* Problem details:
Look below for the line with "Place one point per instance of the utility". Extract that line and each one after it through the last, word for word.

Data to examine below:

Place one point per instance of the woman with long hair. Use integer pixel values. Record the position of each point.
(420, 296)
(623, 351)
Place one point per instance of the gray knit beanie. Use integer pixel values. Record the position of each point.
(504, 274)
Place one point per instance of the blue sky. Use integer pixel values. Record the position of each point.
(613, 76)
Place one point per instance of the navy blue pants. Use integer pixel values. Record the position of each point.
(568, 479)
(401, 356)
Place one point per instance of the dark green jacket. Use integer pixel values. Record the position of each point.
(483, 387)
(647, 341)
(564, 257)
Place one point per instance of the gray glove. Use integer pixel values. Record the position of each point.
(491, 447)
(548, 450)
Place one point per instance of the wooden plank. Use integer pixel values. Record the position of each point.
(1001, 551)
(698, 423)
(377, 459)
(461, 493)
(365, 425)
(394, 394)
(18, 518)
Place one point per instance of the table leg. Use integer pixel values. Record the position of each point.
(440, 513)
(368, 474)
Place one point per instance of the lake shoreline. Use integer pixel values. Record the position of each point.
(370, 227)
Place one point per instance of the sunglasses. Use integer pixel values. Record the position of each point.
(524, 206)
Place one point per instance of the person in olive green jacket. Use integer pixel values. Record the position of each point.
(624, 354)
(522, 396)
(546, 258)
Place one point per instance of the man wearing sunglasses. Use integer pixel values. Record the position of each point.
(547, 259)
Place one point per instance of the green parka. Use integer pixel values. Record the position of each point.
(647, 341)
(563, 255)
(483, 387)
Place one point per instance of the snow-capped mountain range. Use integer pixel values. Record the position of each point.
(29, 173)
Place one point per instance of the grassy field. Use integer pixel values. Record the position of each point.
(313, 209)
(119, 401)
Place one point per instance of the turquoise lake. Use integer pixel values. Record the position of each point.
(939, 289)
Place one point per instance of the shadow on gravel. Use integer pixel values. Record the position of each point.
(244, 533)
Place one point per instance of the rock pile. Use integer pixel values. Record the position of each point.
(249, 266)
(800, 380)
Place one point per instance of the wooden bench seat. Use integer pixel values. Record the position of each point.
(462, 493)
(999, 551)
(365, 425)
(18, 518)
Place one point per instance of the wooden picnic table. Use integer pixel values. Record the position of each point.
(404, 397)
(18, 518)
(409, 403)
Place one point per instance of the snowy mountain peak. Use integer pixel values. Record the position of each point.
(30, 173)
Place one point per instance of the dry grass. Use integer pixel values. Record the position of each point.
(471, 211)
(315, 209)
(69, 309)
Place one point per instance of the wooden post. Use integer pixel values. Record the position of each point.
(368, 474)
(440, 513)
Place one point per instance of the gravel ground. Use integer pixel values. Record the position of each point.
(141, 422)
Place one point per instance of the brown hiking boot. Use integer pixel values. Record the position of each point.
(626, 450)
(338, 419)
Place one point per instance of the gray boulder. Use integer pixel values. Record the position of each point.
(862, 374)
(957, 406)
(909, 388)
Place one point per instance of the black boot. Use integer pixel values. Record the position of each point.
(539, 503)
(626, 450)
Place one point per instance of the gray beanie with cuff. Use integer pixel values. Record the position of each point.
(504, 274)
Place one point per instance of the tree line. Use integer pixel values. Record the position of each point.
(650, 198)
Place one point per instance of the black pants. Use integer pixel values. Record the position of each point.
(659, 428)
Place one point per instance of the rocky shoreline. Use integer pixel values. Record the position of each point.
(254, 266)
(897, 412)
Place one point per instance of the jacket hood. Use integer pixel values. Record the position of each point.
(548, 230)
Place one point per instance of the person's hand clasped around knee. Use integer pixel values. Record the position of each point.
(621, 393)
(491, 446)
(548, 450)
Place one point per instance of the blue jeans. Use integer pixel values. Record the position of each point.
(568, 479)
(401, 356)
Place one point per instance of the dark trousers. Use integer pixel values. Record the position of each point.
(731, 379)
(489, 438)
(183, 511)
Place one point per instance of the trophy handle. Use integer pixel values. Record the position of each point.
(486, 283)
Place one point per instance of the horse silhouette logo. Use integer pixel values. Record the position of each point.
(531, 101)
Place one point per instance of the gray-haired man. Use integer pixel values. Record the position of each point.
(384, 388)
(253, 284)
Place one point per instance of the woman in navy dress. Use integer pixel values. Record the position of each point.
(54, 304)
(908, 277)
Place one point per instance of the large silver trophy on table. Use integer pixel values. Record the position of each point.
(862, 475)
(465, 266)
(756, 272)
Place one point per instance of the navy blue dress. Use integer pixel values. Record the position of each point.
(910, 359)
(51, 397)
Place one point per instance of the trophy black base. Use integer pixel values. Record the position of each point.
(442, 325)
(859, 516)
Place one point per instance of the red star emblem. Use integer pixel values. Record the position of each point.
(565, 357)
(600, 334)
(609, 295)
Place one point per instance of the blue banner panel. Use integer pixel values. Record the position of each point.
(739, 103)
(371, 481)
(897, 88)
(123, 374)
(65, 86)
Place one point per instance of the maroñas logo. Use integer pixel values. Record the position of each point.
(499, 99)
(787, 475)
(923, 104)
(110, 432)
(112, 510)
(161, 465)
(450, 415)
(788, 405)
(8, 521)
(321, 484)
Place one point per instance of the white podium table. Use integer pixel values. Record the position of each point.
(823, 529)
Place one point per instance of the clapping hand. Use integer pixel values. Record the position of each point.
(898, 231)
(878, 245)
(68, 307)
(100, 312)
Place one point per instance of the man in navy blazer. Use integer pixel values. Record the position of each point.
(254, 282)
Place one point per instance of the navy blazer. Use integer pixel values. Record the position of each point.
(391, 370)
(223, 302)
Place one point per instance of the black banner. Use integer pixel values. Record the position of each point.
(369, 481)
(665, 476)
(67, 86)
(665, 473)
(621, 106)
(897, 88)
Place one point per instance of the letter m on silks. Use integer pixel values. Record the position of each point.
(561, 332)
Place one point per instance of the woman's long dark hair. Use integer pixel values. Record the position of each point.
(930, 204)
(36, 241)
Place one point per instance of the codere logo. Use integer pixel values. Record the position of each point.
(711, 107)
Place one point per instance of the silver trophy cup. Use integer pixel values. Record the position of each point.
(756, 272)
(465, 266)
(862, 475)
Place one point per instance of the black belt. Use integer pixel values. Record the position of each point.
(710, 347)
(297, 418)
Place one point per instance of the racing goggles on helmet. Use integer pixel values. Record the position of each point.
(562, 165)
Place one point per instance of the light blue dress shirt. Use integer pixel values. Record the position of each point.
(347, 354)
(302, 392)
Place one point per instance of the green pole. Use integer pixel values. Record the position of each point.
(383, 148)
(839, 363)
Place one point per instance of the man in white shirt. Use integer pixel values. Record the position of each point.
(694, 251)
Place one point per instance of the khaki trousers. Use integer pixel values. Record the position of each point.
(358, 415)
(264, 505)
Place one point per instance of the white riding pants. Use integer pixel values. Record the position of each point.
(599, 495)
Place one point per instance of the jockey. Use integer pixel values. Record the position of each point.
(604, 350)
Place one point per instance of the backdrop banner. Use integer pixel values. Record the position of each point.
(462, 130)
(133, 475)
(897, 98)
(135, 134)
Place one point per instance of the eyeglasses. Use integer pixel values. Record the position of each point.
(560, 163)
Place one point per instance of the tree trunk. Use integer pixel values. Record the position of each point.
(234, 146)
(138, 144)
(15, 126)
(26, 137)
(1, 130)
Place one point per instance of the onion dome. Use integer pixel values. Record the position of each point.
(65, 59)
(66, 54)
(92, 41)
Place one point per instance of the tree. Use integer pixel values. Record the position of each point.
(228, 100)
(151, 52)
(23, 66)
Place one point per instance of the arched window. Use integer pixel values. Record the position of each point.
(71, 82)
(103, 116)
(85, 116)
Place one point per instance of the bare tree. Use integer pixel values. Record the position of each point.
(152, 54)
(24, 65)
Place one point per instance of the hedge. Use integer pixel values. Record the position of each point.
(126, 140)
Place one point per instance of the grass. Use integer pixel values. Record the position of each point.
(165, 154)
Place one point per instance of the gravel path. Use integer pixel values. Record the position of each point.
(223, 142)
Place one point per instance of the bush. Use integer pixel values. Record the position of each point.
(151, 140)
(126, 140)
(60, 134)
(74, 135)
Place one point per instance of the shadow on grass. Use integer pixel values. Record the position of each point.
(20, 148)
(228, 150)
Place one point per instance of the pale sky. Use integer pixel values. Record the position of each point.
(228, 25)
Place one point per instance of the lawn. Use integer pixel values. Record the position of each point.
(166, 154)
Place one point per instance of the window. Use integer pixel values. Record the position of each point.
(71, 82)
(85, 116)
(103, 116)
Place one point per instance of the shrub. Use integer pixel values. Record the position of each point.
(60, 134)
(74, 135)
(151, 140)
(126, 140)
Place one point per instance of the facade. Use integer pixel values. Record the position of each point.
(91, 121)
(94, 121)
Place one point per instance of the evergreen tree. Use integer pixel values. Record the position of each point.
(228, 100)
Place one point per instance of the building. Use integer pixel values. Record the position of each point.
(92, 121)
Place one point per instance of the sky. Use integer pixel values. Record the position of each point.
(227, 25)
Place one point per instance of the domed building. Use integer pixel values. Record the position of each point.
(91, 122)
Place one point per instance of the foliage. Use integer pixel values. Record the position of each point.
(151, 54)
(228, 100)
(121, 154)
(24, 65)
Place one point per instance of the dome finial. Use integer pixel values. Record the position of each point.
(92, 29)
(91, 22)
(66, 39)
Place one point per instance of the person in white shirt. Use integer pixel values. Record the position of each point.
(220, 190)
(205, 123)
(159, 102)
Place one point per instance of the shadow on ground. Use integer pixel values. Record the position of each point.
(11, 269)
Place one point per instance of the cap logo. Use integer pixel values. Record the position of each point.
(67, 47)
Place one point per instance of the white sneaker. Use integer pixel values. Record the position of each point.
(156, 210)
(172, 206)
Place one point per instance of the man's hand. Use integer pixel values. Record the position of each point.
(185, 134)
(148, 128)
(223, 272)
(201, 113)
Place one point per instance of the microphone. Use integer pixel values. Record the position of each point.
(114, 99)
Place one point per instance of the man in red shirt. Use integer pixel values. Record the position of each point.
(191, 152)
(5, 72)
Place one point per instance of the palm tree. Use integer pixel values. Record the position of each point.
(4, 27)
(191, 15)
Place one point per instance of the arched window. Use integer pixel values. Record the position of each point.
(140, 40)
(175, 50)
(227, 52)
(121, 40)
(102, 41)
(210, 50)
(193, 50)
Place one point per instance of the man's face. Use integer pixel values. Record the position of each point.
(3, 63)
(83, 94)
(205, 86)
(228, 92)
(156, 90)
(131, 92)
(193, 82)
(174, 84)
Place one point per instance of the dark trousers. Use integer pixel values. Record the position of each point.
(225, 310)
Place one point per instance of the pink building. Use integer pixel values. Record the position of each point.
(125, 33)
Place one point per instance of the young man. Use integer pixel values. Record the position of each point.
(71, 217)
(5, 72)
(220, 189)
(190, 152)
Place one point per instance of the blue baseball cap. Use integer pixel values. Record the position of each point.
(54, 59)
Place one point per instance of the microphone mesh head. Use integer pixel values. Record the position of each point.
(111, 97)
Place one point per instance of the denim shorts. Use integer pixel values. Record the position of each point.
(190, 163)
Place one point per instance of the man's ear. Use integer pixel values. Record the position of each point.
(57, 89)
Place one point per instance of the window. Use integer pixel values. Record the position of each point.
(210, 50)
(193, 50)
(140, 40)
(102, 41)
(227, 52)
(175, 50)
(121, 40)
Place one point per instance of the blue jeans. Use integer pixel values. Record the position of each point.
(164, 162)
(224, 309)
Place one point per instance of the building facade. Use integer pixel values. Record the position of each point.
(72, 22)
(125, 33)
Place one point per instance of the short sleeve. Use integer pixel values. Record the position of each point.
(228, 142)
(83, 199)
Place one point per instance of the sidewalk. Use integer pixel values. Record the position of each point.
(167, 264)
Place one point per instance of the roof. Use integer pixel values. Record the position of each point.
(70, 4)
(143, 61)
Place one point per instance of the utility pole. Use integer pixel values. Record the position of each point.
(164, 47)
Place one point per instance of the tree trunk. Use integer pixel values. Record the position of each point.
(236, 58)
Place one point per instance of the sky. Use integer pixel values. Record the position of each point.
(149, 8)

End of Data to examine.

* Task output:
Place one point per instance of the utility pole. Use integer pixel values. Record the position of each point.
(164, 47)
Place one point per instance of the tree trunk. Use integer pixel values. Record the position of each point.
(236, 58)
Place one point per instance of the sky. Use integer pixel values. Record the position of each point.
(149, 8)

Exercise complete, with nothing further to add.